_Requirement_. Copy the whole listing below exactly.

_Information given_.
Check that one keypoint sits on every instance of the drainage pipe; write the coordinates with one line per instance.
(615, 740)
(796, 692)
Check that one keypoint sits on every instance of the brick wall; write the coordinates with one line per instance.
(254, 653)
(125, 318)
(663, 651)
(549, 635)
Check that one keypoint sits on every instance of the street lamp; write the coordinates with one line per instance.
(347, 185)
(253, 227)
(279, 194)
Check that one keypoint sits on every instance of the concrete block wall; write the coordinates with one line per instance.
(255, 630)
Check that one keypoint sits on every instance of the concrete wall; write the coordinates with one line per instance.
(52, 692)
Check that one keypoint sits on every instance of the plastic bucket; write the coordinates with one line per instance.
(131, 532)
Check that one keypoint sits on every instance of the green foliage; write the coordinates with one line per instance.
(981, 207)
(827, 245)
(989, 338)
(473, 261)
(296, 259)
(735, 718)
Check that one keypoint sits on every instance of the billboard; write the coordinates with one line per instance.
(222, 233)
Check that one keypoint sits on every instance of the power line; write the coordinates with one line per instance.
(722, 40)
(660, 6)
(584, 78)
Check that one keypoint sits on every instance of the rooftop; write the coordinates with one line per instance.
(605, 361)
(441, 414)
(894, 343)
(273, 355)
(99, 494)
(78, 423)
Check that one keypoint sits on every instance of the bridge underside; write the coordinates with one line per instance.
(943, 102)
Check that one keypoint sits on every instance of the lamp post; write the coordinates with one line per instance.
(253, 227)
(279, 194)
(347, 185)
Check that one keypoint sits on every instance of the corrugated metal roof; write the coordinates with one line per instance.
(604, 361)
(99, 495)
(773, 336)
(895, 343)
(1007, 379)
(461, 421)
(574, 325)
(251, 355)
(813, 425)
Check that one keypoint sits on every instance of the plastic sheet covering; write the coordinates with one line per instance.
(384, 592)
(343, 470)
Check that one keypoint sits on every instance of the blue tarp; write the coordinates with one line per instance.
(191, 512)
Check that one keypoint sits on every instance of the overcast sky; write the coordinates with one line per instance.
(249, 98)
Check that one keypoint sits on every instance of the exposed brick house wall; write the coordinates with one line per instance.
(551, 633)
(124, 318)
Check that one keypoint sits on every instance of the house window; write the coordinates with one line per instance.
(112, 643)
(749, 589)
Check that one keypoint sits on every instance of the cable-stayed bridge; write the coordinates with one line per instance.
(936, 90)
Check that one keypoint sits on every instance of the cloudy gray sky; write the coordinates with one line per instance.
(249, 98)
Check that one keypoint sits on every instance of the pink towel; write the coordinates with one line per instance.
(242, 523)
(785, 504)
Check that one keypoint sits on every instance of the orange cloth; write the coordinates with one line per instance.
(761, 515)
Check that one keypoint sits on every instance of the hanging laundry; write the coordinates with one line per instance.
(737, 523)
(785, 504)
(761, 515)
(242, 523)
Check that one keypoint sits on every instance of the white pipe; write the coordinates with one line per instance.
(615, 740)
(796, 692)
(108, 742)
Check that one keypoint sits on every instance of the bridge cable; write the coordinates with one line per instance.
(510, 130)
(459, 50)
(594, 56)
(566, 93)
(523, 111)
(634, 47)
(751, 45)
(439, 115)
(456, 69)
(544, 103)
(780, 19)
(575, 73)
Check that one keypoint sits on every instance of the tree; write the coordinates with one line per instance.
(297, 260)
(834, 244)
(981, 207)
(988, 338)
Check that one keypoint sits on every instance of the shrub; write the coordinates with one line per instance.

_Response area_.
Check that one keypoint sits on every instance of the drainage pipe; write the coordinates with one line per instance.
(615, 740)
(796, 692)
Check that one keypoint sits on every instance of the brick wall; write the coordinates with one line per instance.
(254, 653)
(125, 318)
(663, 651)
(549, 635)
Check that one keypoint sits on every instance of the street lamp; write the coordinates with one line per instance.
(347, 185)
(253, 227)
(279, 194)
Check that one keypoint sits on every instance of the concrete block wall; write the coordinates with one line per instance.
(255, 630)
Check that one keypoint sits on every instance of the concrete wall; write the coordinates with one line per instance.
(52, 692)
Check that one keypoint sits on every instance of the plastic bucket; write the coordinates with one line per instance.
(131, 532)
Check that one keypoint sits on every instance of the green foliage; write the coordinates with one line per instance.
(981, 207)
(827, 245)
(989, 338)
(473, 261)
(296, 259)
(735, 718)
Check that one keypoint sits on every instance of the billboard; write the coordinates with one line per instance.
(222, 233)
Check that one keypoint sits on every instance of the power line; write the coordinates with one line per instance.
(722, 40)
(660, 6)
(584, 78)
Check that one keypoint sits on every instance of the rooftop; write the coordinates with one line per instance.
(605, 361)
(441, 414)
(894, 343)
(273, 355)
(99, 494)
(78, 423)
Check that one keypoint sits on every instance of the bridge underside; write the coordinates with one line per instance.
(943, 102)
Check that one keypoint sits on every instance of the lamp post; write the coordinates with one line per instance.
(253, 227)
(279, 194)
(347, 185)
Check that one keypoint sits on every instance of the corrugated metal roof; write the coordinates with one line per instance.
(604, 361)
(99, 495)
(773, 336)
(895, 343)
(1007, 379)
(461, 421)
(574, 325)
(251, 355)
(813, 425)
Check that one keypoint sits on every instance of the plastic sheet covering; write the coordinates with one line per instance.
(384, 592)
(343, 470)
Check that one keypoint sits on every instance of the blue tarp; write the coordinates with one line per instance.
(191, 512)
Check that one keypoint sits on every instance of the overcast sky; write the coordinates with one line per instance.
(249, 98)
Check that one keypoint sits on every instance of the exposed brick house wall; write the coordinates with one line per instance.
(551, 633)
(124, 318)
Check that one keypoint sits on every instance of the house window; write the coordinates with one line per instance.
(112, 643)
(749, 589)
Check that one keypoint sits on every instance of the cable-stayed bridge; write the coordinates with one line per instance.
(936, 90)
Check that one keypoint sits on every instance of the cloudy gray sky; write the coordinates with one line per instance.
(249, 98)
Check that one keypoint sits on every instance of the pink towel; write the coordinates with one line per instance.
(242, 523)
(785, 504)
Check that one keypoint sits on every instance of the orange cloth; write the coordinates with one line per instance.
(761, 515)
Check that one keypoint sits on every instance of the hanging laundry; write the coordinates with one line per instance.
(737, 523)
(785, 504)
(761, 515)
(242, 523)
Check that one keypoint sits on every instance of the white pipe; write the coordinates with one line per instance.
(615, 740)
(796, 692)
(108, 742)
Check that one keypoint sits on every instance of the bridge cable; write the coordinates with one line per instance.
(510, 130)
(459, 50)
(594, 56)
(566, 93)
(523, 111)
(634, 47)
(751, 45)
(439, 115)
(456, 69)
(544, 103)
(780, 19)
(575, 73)
Check that one keypoint sits on every instance of the tree; write the coordinates with one line per instance.
(297, 260)
(834, 244)
(981, 207)
(988, 338)
Check that one keypoint sits on every instance of the shrub; write the coordinates with one line per instance.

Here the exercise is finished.